Region annotation entries
----

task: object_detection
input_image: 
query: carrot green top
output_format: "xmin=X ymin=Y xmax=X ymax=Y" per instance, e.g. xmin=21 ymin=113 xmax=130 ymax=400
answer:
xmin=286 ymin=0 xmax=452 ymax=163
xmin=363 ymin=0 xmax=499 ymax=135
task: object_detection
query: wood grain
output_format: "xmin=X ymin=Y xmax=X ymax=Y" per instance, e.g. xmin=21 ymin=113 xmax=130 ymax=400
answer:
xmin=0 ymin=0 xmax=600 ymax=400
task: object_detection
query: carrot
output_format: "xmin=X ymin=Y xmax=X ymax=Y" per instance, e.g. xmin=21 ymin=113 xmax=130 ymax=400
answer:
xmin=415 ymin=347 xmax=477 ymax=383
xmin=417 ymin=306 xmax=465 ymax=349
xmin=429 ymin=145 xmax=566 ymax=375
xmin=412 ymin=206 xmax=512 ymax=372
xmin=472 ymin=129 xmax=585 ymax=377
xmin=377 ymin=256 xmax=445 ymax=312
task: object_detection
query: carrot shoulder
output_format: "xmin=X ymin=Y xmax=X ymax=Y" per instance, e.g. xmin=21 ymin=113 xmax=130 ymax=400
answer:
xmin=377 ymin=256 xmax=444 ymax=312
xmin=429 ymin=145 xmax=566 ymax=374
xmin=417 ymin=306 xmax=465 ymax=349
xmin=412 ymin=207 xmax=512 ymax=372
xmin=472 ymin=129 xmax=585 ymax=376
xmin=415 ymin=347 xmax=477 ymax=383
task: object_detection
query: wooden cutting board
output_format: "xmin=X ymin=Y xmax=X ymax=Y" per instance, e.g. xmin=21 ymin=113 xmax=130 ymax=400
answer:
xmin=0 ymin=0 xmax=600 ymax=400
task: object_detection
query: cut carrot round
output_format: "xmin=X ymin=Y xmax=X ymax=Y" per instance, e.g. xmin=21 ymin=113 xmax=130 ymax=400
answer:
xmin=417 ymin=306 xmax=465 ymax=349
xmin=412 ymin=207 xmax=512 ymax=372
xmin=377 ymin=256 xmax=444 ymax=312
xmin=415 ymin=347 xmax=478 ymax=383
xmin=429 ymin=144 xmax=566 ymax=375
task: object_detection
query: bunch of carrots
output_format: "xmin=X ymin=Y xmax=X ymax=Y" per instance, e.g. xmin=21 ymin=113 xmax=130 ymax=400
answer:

----

* [REQUIREMENTS]
Update the entries above by replacing every "query" with "prompt", and leave everything else unchanged.

* [TASK SOLUTION]
task: object_detection
input_image: 
prompt: carrot green top
output_format: "xmin=X ymin=Y xmax=X ymax=Y" per instance, e.g. xmin=21 ymin=113 xmax=130 ymax=400
answer:
xmin=286 ymin=0 xmax=452 ymax=163
xmin=363 ymin=0 xmax=499 ymax=135
task: object_detection
prompt: wood grain
output_format: "xmin=X ymin=Y xmax=X ymax=Y" per instance, e.g. xmin=21 ymin=113 xmax=130 ymax=400
answer:
xmin=0 ymin=0 xmax=600 ymax=400
task: object_detection
prompt: carrot
output_format: "xmin=X ymin=Y xmax=X ymax=Y" per instance, e.g. xmin=21 ymin=113 xmax=130 ymax=400
answer:
xmin=415 ymin=347 xmax=477 ymax=383
xmin=417 ymin=306 xmax=465 ymax=349
xmin=429 ymin=145 xmax=566 ymax=375
xmin=412 ymin=206 xmax=512 ymax=372
xmin=472 ymin=129 xmax=585 ymax=377
xmin=377 ymin=256 xmax=445 ymax=312
task: object_detection
prompt: carrot shoulder
output_format: "xmin=X ymin=Y xmax=X ymax=Y" per instance, e.g. xmin=21 ymin=113 xmax=130 ymax=400
answer:
xmin=377 ymin=256 xmax=444 ymax=312
xmin=429 ymin=145 xmax=566 ymax=374
xmin=417 ymin=306 xmax=465 ymax=349
xmin=412 ymin=207 xmax=512 ymax=372
xmin=472 ymin=129 xmax=585 ymax=376
xmin=415 ymin=347 xmax=477 ymax=383
task: object_detection
prompt: wooden cutting board
output_format: "xmin=X ymin=Y xmax=X ymax=Y" per instance, e.g. xmin=21 ymin=113 xmax=130 ymax=400
answer:
xmin=0 ymin=0 xmax=600 ymax=400
task: object_detection
prompt: cut carrot round
output_format: "xmin=X ymin=Y xmax=X ymax=Y" per instance, e.g. xmin=21 ymin=113 xmax=130 ymax=400
answer:
xmin=417 ymin=306 xmax=465 ymax=349
xmin=412 ymin=207 xmax=512 ymax=372
xmin=377 ymin=256 xmax=444 ymax=312
xmin=415 ymin=347 xmax=478 ymax=383
xmin=429 ymin=144 xmax=566 ymax=375
task: object_detection
prompt: bunch of carrots
output_format: "xmin=X ymin=Y xmax=X ymax=Y" per instance, e.g. xmin=21 ymin=113 xmax=130 ymax=400
answer:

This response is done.